BEGIN
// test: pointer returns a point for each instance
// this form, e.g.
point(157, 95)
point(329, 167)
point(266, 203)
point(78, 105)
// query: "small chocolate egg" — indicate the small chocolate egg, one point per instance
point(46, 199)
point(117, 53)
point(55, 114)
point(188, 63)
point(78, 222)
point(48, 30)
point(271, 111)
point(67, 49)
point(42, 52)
END
BEGIN
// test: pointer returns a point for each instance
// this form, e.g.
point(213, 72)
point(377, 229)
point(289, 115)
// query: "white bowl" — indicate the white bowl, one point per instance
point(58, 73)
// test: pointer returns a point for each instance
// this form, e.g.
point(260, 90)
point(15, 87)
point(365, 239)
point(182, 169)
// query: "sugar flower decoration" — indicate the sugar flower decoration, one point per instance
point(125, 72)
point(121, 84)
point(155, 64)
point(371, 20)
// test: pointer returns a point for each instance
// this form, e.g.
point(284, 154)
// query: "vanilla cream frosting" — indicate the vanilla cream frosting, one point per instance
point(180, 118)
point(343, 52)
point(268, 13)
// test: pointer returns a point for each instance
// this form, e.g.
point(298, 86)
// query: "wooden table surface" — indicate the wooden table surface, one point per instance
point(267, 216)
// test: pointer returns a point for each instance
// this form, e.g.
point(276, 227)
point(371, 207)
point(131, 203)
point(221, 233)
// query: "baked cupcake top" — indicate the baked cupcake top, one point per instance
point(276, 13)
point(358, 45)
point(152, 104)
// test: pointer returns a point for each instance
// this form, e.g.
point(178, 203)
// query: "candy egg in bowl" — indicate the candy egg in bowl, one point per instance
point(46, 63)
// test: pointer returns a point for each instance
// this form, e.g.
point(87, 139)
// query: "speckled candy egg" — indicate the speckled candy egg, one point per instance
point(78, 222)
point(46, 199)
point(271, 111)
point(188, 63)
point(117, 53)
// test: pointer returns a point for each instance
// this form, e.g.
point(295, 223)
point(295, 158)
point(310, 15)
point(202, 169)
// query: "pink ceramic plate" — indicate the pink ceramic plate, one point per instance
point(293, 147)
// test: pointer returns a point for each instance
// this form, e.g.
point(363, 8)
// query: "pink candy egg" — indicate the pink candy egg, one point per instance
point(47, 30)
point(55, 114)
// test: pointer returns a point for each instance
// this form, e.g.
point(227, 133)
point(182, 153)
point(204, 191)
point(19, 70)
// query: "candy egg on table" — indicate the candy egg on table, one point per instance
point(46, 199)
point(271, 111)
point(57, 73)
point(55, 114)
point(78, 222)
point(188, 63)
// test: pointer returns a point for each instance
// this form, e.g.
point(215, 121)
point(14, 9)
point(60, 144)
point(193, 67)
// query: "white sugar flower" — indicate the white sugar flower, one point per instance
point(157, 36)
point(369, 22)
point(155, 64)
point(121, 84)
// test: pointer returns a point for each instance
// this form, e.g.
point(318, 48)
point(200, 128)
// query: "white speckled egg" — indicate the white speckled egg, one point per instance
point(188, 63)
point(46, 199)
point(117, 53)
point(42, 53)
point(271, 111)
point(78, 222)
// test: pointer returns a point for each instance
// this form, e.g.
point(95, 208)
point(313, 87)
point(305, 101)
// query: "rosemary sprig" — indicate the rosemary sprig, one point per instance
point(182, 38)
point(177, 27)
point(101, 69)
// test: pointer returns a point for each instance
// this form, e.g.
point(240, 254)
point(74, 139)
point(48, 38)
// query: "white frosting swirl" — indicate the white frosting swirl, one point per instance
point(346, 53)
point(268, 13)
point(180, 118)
END
BEGIN
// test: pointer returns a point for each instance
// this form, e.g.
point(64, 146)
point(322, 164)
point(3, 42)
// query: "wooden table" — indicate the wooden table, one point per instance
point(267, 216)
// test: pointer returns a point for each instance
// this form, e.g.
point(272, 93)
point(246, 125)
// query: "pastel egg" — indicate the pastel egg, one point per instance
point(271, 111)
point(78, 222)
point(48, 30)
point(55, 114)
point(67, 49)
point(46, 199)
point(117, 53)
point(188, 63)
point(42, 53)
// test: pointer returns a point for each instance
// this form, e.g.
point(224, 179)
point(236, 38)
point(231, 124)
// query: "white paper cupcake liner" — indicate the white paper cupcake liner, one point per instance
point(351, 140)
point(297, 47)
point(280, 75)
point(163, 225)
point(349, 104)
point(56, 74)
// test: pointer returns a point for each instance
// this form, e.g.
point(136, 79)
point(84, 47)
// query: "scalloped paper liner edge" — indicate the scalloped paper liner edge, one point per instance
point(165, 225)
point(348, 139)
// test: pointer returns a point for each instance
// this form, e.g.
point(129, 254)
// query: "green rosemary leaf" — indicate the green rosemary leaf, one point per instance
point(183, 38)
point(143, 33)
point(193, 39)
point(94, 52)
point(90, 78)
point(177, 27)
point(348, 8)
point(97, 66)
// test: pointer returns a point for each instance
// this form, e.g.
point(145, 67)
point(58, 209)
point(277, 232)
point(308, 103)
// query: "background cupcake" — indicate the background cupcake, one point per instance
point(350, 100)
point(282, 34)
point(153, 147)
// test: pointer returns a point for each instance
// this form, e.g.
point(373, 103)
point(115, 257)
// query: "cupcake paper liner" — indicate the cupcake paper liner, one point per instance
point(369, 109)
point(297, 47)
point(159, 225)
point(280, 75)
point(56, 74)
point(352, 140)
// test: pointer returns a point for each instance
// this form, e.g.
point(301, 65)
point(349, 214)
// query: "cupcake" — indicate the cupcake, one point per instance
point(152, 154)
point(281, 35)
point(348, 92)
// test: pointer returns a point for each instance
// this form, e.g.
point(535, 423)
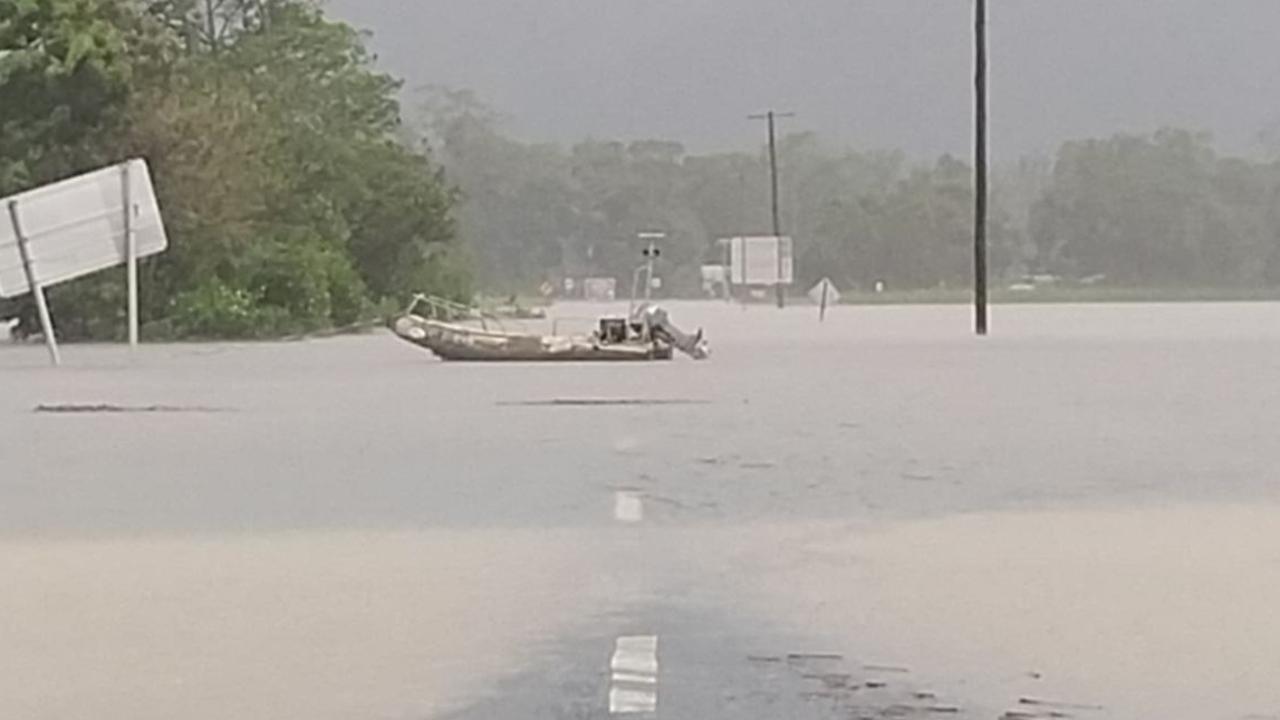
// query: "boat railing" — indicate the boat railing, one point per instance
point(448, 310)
END
TASK TO COMPLETE - From the records above, copy out the line with "plate, one point per instance", the line with "point(193, 67)", and every line between them, word for word.

FINISHED TASK -
// query: "pink ceramic plate" — indicate the pink ceramic plate, one point per instance
point(293, 147)
// test: pointer returns a point for each instance
// this form, e.g.
point(363, 8)
// query: "pink candy egg" — indicate the pink candy egg, one point per instance
point(47, 30)
point(55, 114)
// test: pointer returns a point for each instance
// this form, e.g.
point(227, 133)
point(182, 153)
point(204, 191)
point(19, 70)
// query: "candy egg on table" — indicate the candy egg on table, one point per instance
point(46, 199)
point(271, 111)
point(57, 73)
point(55, 114)
point(78, 222)
point(188, 63)
// test: pointer returns a point for each instance
// this form, e.g.
point(215, 121)
point(14, 9)
point(60, 144)
point(193, 67)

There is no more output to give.